**WRITTEN INSTRUCTION:**
Put every line of the items below into a Markdown table with the columns Number and Text, numbering the rows and skipping blank lines. Leave the pictures out of your answer.

**RECORDS TO USE:**
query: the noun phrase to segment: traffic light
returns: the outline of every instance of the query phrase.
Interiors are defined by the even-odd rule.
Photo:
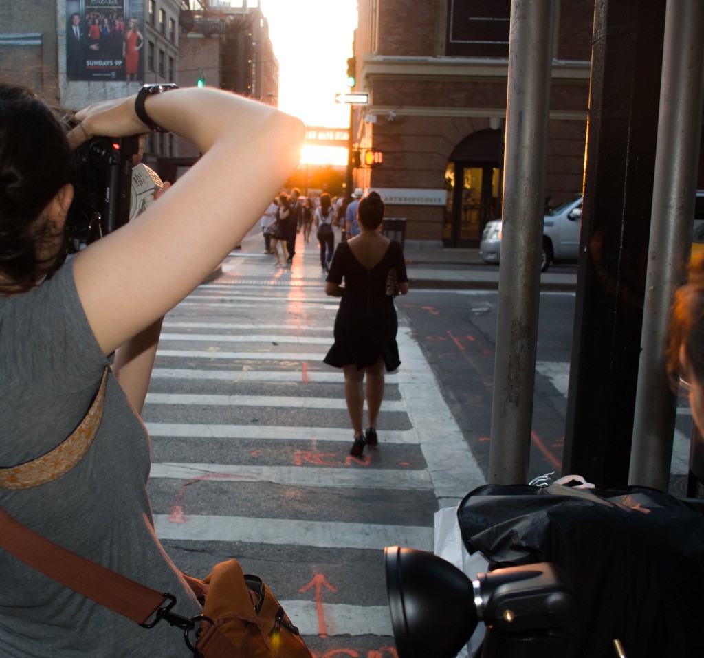
[[[357,84],[357,58],[351,57],[347,60],[347,86],[353,87]]]
[[[367,148],[364,152],[364,163],[367,167],[378,167],[384,162],[384,152],[376,148]]]

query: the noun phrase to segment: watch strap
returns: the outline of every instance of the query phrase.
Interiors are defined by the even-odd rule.
[[[170,91],[172,89],[177,89],[176,84],[143,84],[142,89],[137,92],[137,98],[134,99],[134,112],[139,120],[151,129],[157,132],[168,132],[165,128],[158,126],[149,118],[146,113],[146,108],[144,107],[144,102],[146,97],[152,94],[163,94],[164,91]]]

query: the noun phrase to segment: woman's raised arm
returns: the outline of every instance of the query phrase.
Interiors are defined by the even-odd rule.
[[[145,132],[134,98],[79,112],[73,145]],[[142,215],[75,257],[78,293],[105,354],[172,308],[242,239],[295,168],[305,134],[298,119],[212,89],[150,95],[145,109],[203,156]]]

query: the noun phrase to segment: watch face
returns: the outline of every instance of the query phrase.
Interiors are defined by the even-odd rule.
[[[146,89],[148,94],[161,94],[162,91],[177,89],[178,85],[174,84],[172,82],[168,84],[145,84],[142,89]]]

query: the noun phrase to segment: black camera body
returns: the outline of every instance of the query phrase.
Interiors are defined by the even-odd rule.
[[[130,220],[132,156],[139,148],[136,135],[93,137],[74,151],[75,191],[66,218],[70,253]]]

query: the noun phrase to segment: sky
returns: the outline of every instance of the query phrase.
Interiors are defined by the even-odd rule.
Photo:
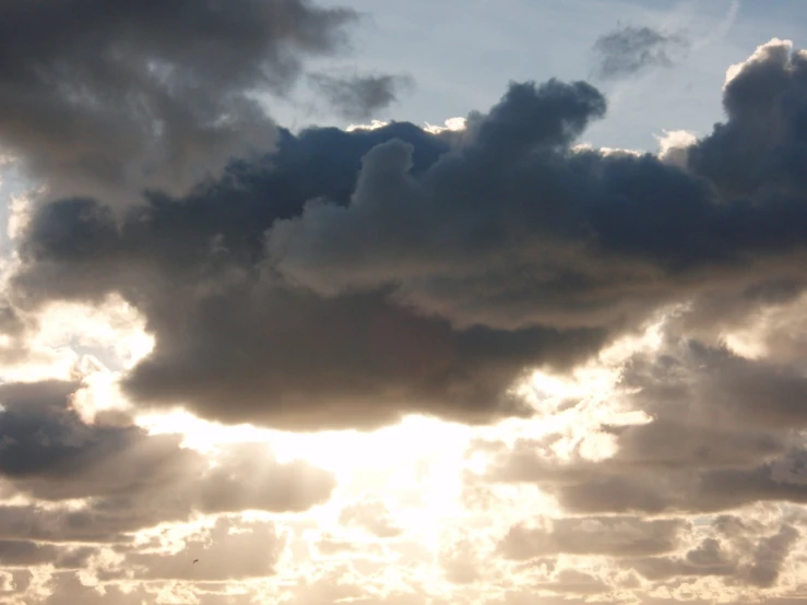
[[[805,17],[0,2],[0,604],[802,603]]]

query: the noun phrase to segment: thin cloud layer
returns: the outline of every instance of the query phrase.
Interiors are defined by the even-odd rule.
[[[689,50],[689,45],[683,34],[624,25],[594,43],[594,75],[601,80],[619,80],[651,68],[669,68]]]

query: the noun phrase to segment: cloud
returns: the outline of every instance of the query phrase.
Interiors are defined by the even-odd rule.
[[[767,61],[732,82],[782,71]],[[787,69],[770,94],[793,104]],[[760,95],[736,86],[732,107]],[[32,216],[16,305],[120,293],[155,336],[126,381],[141,405],[311,429],[529,415],[509,392],[527,368],[579,363],[665,305],[800,292],[800,200],[725,198],[701,168],[702,150],[758,114],[687,141],[684,168],[577,149],[604,112],[582,82],[512,84],[458,132],[283,133],[276,153],[182,203],[154,194],[122,223],[60,200]]]
[[[192,512],[304,511],[327,501],[334,488],[329,473],[299,461],[281,464],[264,444],[229,446],[211,467],[205,456],[182,448],[179,436],[107,424],[105,414],[85,424],[70,406],[75,388],[0,387],[0,475],[39,500],[84,501],[67,514],[40,512],[39,520],[33,507],[0,507],[0,519],[28,520],[26,534],[4,536],[9,524],[0,537],[92,542],[188,520]]]
[[[676,519],[645,521],[637,517],[548,519],[544,526],[513,525],[499,544],[515,560],[551,555],[655,555],[675,550],[686,530]]]
[[[795,594],[802,63],[760,47],[732,70],[725,122],[657,154],[581,146],[606,99],[550,80],[448,130],[277,129],[271,153],[122,210],[33,204],[0,313],[8,363],[37,330],[71,359],[141,331],[154,347],[116,351],[118,376],[87,361],[0,384],[0,600]],[[112,297],[131,312],[70,310]],[[124,325],[73,335],[102,320]],[[378,451],[251,427],[266,442],[202,452],[205,435],[138,424],[178,405],[293,431],[460,426],[379,434]],[[331,474],[288,455],[304,442],[311,460],[355,450]]]
[[[594,46],[594,74],[602,80],[628,78],[651,68],[673,67],[689,50],[684,34],[624,25],[600,36]]]
[[[0,141],[50,199],[108,203],[185,192],[272,149],[253,93],[285,94],[356,19],[304,0],[8,2],[1,14]]]
[[[363,120],[387,109],[413,81],[402,75],[347,75],[312,73],[309,82],[344,118]]]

**TASK RESPONSE:**
| Number | Text |
|---|---|
| 1 | query: the noun phrase to segment: traffic light |
| 2 | returns: the outline of every instance of the query phrase. |
| 3 | Interiors are defined by the even-odd rule. |
| 4 | Photo: |
| 5 | [[[357,84],[357,58],[351,57],[347,60],[347,86],[353,87]]] |
| 6 | [[[367,148],[364,152],[364,163],[367,167],[378,167],[384,162],[384,152],[376,148]]] |
| 7 | query: the noun phrase to segment: watch strap |
| 8 | returns: the outline of every instance of the query phrase. |
| 9 | Interiors are defined by the even-odd rule. |
| 10 | [[[170,91],[172,89],[177,89],[176,84],[143,84],[142,89],[137,92],[137,98],[134,99],[134,112],[139,120],[151,129],[157,132],[168,132],[165,128],[158,126],[149,118],[146,113],[146,108],[144,107],[144,102],[146,97],[152,94],[163,94],[164,91]]] |
| 11 | query: the noun phrase to segment: woman's raised arm |
| 12 | returns: the outline of every instance of the query phrase. |
| 13 | Interiors are defined by the even-odd rule. |
| 14 | [[[145,132],[134,98],[79,112],[73,145]],[[142,215],[75,257],[78,293],[105,354],[172,308],[242,239],[295,168],[305,134],[298,119],[212,89],[150,95],[145,109],[203,156]]] |
| 15 | query: the noun phrase to segment: watch face |
| 16 | returns: the outline of every instance of the query phrase. |
| 17 | Interiors are defined by the even-odd rule. |
| 18 | [[[146,89],[148,94],[161,94],[162,91],[177,89],[178,85],[174,84],[172,82],[168,84],[145,84],[142,89]]] |
| 19 | query: the noun phrase to segment: black camera body |
| 20 | returns: the outline of every instance of the query phrase. |
| 21 | Interiors are defined by the even-odd rule. |
| 22 | [[[130,220],[132,156],[139,148],[136,135],[93,137],[74,151],[75,191],[66,218],[70,253]]] |
| 23 | query: the noun phrase to segment: sky |
| 24 | returns: the outline of every instance of the query phrase. |
| 25 | Interiors are defined by the even-odd rule. |
| 26 | Photo: |
| 27 | [[[805,17],[0,2],[0,604],[802,603]]] |
| 28 | query: the noun phrase to segment: thin cloud layer |
| 29 | returns: the outline of every instance of the query phrase. |
| 30 | Interiors are defined by the even-odd rule. |
| 31 | [[[689,50],[689,45],[683,34],[624,25],[594,43],[594,75],[601,80],[619,80],[651,68],[669,68]]] |
| 32 | query: the noun phrase to segment: cloud |
| 33 | returns: the outline of every instance of the query phrase. |
| 34 | Interiors are defined by the even-odd rule. |
| 35 | [[[767,61],[732,82],[782,71]],[[787,69],[770,94],[793,104]],[[760,95],[736,86],[732,107]],[[32,216],[16,305],[120,293],[155,336],[126,381],[141,405],[311,429],[529,415],[509,392],[527,368],[579,363],[665,305],[800,292],[800,200],[725,198],[701,168],[702,150],[758,114],[687,141],[684,168],[577,149],[604,112],[582,82],[512,84],[458,132],[283,133],[276,153],[182,203],[154,194],[122,223],[60,200]]] |
| 36 | [[[192,512],[304,511],[327,501],[334,488],[329,473],[299,461],[281,464],[264,444],[229,446],[211,467],[205,456],[182,448],[179,436],[107,424],[105,414],[85,424],[70,406],[75,388],[0,387],[0,475],[39,500],[84,501],[67,514],[40,512],[39,520],[33,507],[0,507],[0,519],[28,520],[26,534],[4,536],[9,524],[0,537],[92,542],[188,520]]] |
| 37 | [[[676,519],[645,521],[637,517],[548,519],[544,526],[513,525],[499,544],[515,560],[551,555],[655,555],[675,550],[686,530]]] |
| 38 | [[[795,594],[802,63],[760,47],[732,70],[725,122],[657,154],[581,146],[606,99],[550,80],[448,130],[277,129],[271,153],[122,210],[33,204],[0,313],[8,363],[37,330],[71,359],[141,331],[154,347],[116,351],[118,376],[87,361],[0,384],[0,600]],[[112,297],[131,312],[70,310]],[[124,325],[73,335],[102,320]],[[378,451],[251,427],[266,442],[202,452],[205,435],[138,424],[178,405],[293,431],[460,426],[379,434]],[[331,474],[288,455],[304,442],[311,460],[355,450]]] |
| 39 | [[[594,46],[594,74],[602,80],[628,78],[651,68],[673,67],[689,50],[684,34],[624,25],[600,36]]] |
| 40 | [[[0,141],[50,199],[108,203],[185,192],[272,149],[253,93],[285,94],[356,19],[304,0],[8,2],[1,14]]] |
| 41 | [[[363,120],[387,109],[413,81],[402,75],[347,75],[312,73],[309,82],[344,118]]] |